* _What to work on_
Retype every line of the rows below character for character, leaving out the pictures.

Rows of box annotation data:
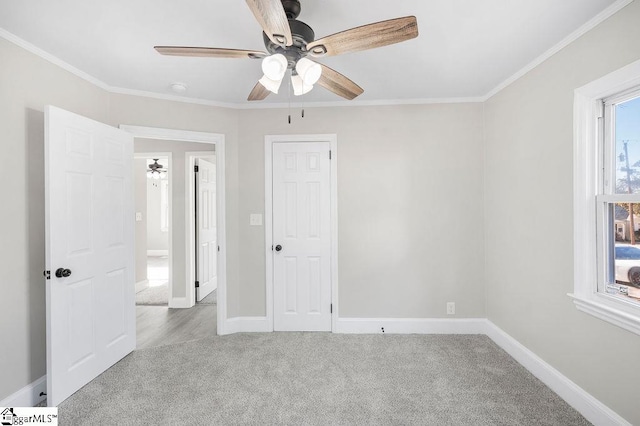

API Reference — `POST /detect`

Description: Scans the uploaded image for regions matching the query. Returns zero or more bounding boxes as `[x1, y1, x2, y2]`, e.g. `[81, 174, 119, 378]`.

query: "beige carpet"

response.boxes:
[59, 333, 589, 426]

* _Reply_
API Reference — `POST /detect`

Description: Scans the uploaded image for regions matching the query. Returns zero or more bounding boxes as `[x1, y1, x2, y2]`, e.g. `[81, 174, 119, 378]`.

query: "beige carpet"

response.boxes:
[59, 333, 589, 426]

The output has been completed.